── QUOTED PASSAGE

The objective of this article is twofold. First, we propose a stability metric to quantify the stability of DE methods based on parametric data perturbations. The idea is to have a sensible measure that can help one decide which DE method should be selected for a RNA-seq dataset at hand in terms of stability. We demonstrate that the proposed metric could well rank the DE methods. Second, we investigate which and how factors of RNA-seq data or DE analysis procedures influence the stability of DE methods in various simulation settings.

Methods

Notations

Suppose there are a total of G features measured in n samples. Let Y_gi, g=1,…,G, i=1,…,n, be the random variable that expresses the count of reads mapped to the gth feature from the ith sample and y_gi be the corresponding observed value. The following statistical model is assumed

$$ Y_{gi}\sim \text{NB}\left(\mu_{gi}, \sigma_{gi}^{2}\right) $$

where μ_gi and $\sigma _{gi}^{2}$ are the mean and variance of the Negative Binomial (NB) distribution respectively. In particular, we also assume that feature g’s variance equals to $\mu _{gi} + \phi _{g} \cdot \mu _{gi}^{2}$ [4, 13], while the dispersion ϕ_g determines the relationship between the variance $\sigma _{gi}^{2}$ and the mean μ_gi.

Perturbation of NGS datasets

The underlying idea of estimating the stability of DE methods for a specific dataset is simple: If the DE method is stable, then a minor perturbation of the data should not change the set of selected features drastically. Let $f^{gi}_{0}(y)$ be the true density of Y_gi, and $f^{gi}_{1}(y)$ be the density of Y_gi with estimated parameters $\hat {\mu }_{gi}$ and $\hat {\sigma }_{gi}^{2}$ respectively. Let α₀ be the probability that a read count is generated from $f^{gi}_{0}(y)$ and α₁=1−α₀ be the probability that a read count is generated from $f^{gi}_{1}(y)$. We generate a perturbed random sample from the mixture distribution

$$ f^{gi}(y) = \alpha_{0} f^{gi}_{0}(y) + \alpha_{1} f^{gi}_{1}(y). $$

Since it is not possible to get the true density of Y_gi, $f_{0}^{gi}(y)$, in real datasets, in practice, we generate a perturbed random sample from the mixture distribution as follows.

1
Estimate the mean $\hat {\mu }_{gi}$ and the dispersion $\hat {\sigma }_{gi}^{2}$ for $f_{1}^{gi}(y)$.
2
Generate a random number p_gi that is either 1 or 0 from the Bernoulli distribution with parameter α₀.
3
If p_gi=1, set the perturbed observed value from f^gi(y) as $\tilde {y}_{gi}=y_{gi}$; If p_gi=0, set the perturbed observed value from f^gi(y) as $\tilde {y}_{gi}=y^{*}_{gi}$, where $y^{*}_{gi}$ is generated from the NB distribution with the estimated $\hat {\mu }_{gi}$ and $\hat {\sigma }_{gi}^{2}$.

────

USING THE INFORMATION:
a: In the passage on DE method stability, rewrite the part from "Since it is" up to and including "distribution as follows.", changing "real datasets" to "observed datasets".
b: Answer these questions from the passage on DE method stability.
(i) Which distribution is assumed for the read count Y_gi?
(ii) What does the dispersion ϕ_g determine?
(iii) From which distribution is the random number p_gi generated?
c: List every heading in the passage on DE method stability.

── ENTRIES SUPPLIED

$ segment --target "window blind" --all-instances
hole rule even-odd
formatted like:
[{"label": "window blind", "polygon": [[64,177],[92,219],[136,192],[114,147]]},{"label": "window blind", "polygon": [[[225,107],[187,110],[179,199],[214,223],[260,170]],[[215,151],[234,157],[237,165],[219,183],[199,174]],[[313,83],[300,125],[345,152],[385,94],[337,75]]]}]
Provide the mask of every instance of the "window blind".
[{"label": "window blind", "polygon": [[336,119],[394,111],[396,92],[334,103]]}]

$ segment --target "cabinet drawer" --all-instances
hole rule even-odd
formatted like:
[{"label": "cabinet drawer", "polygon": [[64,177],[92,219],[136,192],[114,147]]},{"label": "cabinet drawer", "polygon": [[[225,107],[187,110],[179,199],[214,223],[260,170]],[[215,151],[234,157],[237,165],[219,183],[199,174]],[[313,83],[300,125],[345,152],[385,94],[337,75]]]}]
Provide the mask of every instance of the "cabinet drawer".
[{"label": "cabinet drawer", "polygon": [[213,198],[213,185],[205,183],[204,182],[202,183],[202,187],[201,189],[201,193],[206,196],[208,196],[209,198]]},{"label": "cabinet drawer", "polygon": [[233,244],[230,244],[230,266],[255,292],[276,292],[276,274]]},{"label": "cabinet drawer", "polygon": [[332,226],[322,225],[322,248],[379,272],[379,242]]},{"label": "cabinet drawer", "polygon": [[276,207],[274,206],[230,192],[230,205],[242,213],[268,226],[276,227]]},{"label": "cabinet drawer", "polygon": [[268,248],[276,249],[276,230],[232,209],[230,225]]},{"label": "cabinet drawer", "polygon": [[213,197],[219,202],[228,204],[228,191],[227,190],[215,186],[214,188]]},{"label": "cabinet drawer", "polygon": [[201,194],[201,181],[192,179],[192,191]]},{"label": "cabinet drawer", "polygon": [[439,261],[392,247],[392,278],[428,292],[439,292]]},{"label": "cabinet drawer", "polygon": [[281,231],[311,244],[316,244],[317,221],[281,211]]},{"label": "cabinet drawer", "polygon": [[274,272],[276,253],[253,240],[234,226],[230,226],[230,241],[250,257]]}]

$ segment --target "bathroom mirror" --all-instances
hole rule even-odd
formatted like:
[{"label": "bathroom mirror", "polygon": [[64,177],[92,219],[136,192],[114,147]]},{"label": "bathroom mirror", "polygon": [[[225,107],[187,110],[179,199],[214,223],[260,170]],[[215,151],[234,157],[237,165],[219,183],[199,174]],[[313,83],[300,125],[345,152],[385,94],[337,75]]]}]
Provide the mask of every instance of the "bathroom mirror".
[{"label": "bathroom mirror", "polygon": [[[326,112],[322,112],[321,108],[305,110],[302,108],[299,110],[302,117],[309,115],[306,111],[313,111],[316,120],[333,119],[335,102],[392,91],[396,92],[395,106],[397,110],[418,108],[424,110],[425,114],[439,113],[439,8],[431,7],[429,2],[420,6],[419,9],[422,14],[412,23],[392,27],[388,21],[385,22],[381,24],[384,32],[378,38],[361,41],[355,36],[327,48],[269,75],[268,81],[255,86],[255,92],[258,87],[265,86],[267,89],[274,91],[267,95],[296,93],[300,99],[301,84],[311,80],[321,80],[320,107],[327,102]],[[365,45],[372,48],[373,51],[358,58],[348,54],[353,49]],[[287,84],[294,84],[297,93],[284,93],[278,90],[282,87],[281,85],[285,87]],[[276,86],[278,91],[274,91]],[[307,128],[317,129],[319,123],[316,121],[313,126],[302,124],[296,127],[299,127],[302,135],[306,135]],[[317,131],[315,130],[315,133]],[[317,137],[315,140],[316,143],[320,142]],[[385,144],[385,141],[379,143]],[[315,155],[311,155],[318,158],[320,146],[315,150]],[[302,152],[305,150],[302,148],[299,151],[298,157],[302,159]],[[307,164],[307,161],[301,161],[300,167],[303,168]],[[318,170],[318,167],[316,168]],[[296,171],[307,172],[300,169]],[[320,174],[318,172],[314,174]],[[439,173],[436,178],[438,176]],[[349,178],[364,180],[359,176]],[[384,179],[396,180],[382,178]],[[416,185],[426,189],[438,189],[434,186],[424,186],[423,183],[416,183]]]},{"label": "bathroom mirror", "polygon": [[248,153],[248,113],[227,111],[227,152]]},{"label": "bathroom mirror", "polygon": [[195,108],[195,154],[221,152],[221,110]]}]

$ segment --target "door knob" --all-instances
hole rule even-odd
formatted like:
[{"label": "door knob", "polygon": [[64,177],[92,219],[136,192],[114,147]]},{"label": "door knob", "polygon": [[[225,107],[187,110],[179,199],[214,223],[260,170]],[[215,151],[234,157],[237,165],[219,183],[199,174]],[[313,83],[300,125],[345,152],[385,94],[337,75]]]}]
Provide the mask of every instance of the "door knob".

────

ANSWERS TO THE TASKS:
a:
Since it is not possible to get the true density of Y_gi, $f_{0}^{gi}(y)$, in observed datasets, in practice, we generate a perturbed random sample from the mixture distribution as follows.

b:
(i) The Negative Binomial (NB) distribution.
(ii) The relationship between the variance σ²_gi and the mean μ_gi.
(iii) The Bernoulli distribution with parameter α₀.

c:
Methods
Notations
Perturbation of NGS datasets